--- Exercise input ---
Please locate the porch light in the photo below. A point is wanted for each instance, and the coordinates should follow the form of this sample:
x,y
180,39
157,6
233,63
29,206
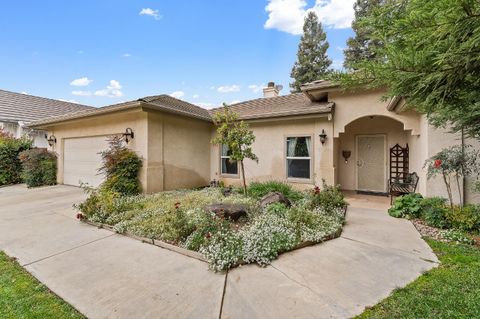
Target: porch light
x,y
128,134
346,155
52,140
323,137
...
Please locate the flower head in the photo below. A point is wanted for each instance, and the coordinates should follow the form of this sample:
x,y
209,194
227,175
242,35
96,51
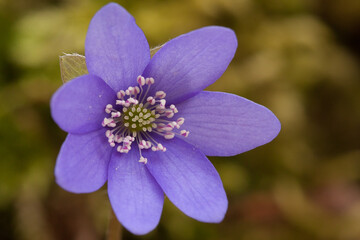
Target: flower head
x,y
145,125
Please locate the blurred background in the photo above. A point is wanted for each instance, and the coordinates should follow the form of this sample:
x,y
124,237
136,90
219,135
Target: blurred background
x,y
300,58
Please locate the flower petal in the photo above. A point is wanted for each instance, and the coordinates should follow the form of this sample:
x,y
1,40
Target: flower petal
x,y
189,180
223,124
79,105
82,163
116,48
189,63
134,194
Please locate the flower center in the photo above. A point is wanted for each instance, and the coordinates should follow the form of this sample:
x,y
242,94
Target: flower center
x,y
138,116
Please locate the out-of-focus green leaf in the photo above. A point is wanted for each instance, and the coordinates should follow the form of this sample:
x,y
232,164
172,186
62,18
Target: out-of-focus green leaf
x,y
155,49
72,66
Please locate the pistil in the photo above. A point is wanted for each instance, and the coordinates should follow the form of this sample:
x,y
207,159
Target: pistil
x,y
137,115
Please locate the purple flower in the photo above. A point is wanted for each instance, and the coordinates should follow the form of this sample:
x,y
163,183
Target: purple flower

--- Exercise directions ---
Above this instruction are the records; retype exactly the lines from the one containing "Please locate the purple" up to and including the one containing "Target: purple flower".

--- Solution ---
Please locate the purple flower in the photo above. A point is wanted for each instance, and the coordinates should follow the form of this sample:
x,y
163,183
Target: purple flower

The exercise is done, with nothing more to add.